• _YOUR INSTRUCTIONS_: In the blog post about the early pandemic, copy the stretch from "As Emily and" through "guidance via prayer.", changing "exile" to "retreat".

*** DOCUMENT PASSAGE Section Begins ***

Saturday, March 6
A study of my blog posts from a year back, when the epidemic and lockdown measures were somewhat new, offers a number of quaint revelations.
As Emily and I began our East Hampton exile from frightening New York City, the “novel coronavirus” as it was commonly called had spread to two-thirds of U.S. states, with nearly 600 reported cases and close to 20 deaths. But based on what was happening elsewhere on Earth, much worse was expected. Thousands of employees were being told to work from home, schools were shuttered, conferences and mass celebrations (SXSW) had been canceled. The governor of New York had declared a State of Emergency.
The Trump White House was behaving in a typically unhinged fashion. Declaring the virus to be a “hoax,” it also began backing a variety of wildly inappropriate measures, including federal aid to oil-shale companies hit by the virus/market shocks. Vice President Mike Pence announced he was seeking guidance via prayer.

*** DOCUMENT PASSAGE Section Ends ***
*** DATA EXTRACTS Section Begins ***

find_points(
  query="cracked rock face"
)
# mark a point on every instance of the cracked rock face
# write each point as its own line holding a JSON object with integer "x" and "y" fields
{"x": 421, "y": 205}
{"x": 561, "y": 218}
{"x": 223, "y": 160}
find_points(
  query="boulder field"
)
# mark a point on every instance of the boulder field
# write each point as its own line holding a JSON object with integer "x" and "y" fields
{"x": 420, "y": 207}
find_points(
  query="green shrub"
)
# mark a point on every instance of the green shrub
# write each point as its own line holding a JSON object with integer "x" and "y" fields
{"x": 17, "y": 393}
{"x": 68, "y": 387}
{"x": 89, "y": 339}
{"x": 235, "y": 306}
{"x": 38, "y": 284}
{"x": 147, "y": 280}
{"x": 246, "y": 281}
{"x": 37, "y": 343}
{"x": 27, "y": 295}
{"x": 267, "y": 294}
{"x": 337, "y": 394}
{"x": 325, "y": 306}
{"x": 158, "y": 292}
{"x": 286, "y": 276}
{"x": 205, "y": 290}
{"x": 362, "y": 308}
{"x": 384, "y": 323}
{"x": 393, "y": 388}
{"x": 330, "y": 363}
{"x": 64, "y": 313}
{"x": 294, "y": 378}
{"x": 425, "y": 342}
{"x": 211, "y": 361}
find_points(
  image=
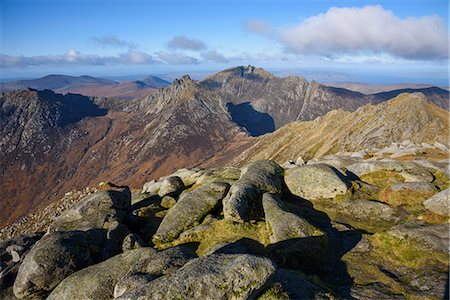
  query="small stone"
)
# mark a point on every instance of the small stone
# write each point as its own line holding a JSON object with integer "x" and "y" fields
{"x": 168, "y": 202}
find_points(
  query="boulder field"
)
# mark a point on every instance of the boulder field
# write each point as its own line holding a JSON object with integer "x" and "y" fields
{"x": 353, "y": 229}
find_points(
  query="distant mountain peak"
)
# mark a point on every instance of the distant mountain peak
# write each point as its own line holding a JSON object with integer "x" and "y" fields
{"x": 248, "y": 72}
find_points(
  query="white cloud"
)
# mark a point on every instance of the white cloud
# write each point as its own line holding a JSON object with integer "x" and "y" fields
{"x": 258, "y": 26}
{"x": 364, "y": 31}
{"x": 214, "y": 56}
{"x": 184, "y": 43}
{"x": 112, "y": 40}
{"x": 176, "y": 58}
{"x": 74, "y": 57}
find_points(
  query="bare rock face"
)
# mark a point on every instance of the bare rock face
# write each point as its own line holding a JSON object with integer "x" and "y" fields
{"x": 243, "y": 202}
{"x": 190, "y": 209}
{"x": 171, "y": 186}
{"x": 216, "y": 276}
{"x": 98, "y": 281}
{"x": 282, "y": 224}
{"x": 94, "y": 211}
{"x": 316, "y": 181}
{"x": 53, "y": 258}
{"x": 439, "y": 203}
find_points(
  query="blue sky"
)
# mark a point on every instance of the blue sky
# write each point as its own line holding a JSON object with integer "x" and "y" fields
{"x": 372, "y": 41}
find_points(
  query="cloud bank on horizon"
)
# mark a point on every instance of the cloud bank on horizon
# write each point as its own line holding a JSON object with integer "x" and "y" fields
{"x": 371, "y": 32}
{"x": 367, "y": 30}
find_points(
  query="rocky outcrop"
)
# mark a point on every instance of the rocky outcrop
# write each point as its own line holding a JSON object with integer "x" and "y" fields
{"x": 243, "y": 202}
{"x": 95, "y": 211}
{"x": 53, "y": 258}
{"x": 284, "y": 225}
{"x": 98, "y": 281}
{"x": 190, "y": 210}
{"x": 439, "y": 203}
{"x": 316, "y": 181}
{"x": 336, "y": 247}
{"x": 238, "y": 276}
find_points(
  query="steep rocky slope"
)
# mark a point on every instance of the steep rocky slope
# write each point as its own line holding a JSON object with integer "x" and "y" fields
{"x": 406, "y": 117}
{"x": 90, "y": 86}
{"x": 52, "y": 144}
{"x": 368, "y": 89}
{"x": 283, "y": 99}
{"x": 49, "y": 148}
{"x": 262, "y": 102}
{"x": 371, "y": 229}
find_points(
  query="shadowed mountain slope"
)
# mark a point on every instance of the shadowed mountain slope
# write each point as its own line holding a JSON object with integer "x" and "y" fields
{"x": 406, "y": 117}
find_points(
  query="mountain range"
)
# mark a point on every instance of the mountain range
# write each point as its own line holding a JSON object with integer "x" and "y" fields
{"x": 52, "y": 143}
{"x": 90, "y": 86}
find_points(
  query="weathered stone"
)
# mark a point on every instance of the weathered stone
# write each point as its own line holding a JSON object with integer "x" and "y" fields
{"x": 218, "y": 276}
{"x": 132, "y": 241}
{"x": 263, "y": 174}
{"x": 441, "y": 146}
{"x": 188, "y": 177}
{"x": 171, "y": 186}
{"x": 12, "y": 252}
{"x": 190, "y": 210}
{"x": 151, "y": 187}
{"x": 97, "y": 281}
{"x": 431, "y": 237}
{"x": 299, "y": 161}
{"x": 242, "y": 203}
{"x": 53, "y": 258}
{"x": 94, "y": 211}
{"x": 163, "y": 263}
{"x": 168, "y": 202}
{"x": 410, "y": 171}
{"x": 282, "y": 224}
{"x": 333, "y": 160}
{"x": 414, "y": 186}
{"x": 439, "y": 203}
{"x": 316, "y": 181}
{"x": 296, "y": 285}
{"x": 365, "y": 214}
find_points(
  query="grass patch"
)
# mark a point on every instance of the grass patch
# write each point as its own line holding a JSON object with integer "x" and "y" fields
{"x": 275, "y": 292}
{"x": 223, "y": 231}
{"x": 441, "y": 180}
{"x": 407, "y": 252}
{"x": 410, "y": 199}
{"x": 383, "y": 178}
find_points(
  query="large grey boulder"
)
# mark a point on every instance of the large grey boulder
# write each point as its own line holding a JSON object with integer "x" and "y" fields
{"x": 316, "y": 181}
{"x": 338, "y": 162}
{"x": 265, "y": 175}
{"x": 98, "y": 281}
{"x": 53, "y": 258}
{"x": 243, "y": 202}
{"x": 414, "y": 186}
{"x": 297, "y": 286}
{"x": 439, "y": 203}
{"x": 172, "y": 185}
{"x": 431, "y": 237}
{"x": 410, "y": 171}
{"x": 190, "y": 210}
{"x": 163, "y": 263}
{"x": 94, "y": 211}
{"x": 284, "y": 225}
{"x": 151, "y": 187}
{"x": 217, "y": 276}
{"x": 12, "y": 252}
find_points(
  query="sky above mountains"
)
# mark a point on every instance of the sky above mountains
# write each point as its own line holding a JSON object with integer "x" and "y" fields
{"x": 372, "y": 41}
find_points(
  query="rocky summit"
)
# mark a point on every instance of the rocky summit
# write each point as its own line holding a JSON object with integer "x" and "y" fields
{"x": 244, "y": 185}
{"x": 349, "y": 226}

*** DATA EXTRACTS Section Ends ***

• _WRITTEN RESPONSE_:
As Emily and I began our East Hampton retreat from frightening New York City, the “novel coronavirus” as it was commonly called had spread to two-thirds of U.S. states, with nearly 600 reported cases and close to 20 deaths. But based on what was happening elsewhere on Earth, much worse was expected. Thousands of employees were being told to work from home, schools were shuttered, conferences and mass celebrations (SXSW) had been canceled. The governor of New York had declared a State of Emergency.
The Trump White House was behaving in a typically unhinged fashion. Declaring the virus to be a “hoax,” it also began backing a variety of wildly inappropriate measures, including federal aid to oil-shale companies hit by the virus/market shocks. Vice President Mike Pence announced he was seeking guidance via prayer.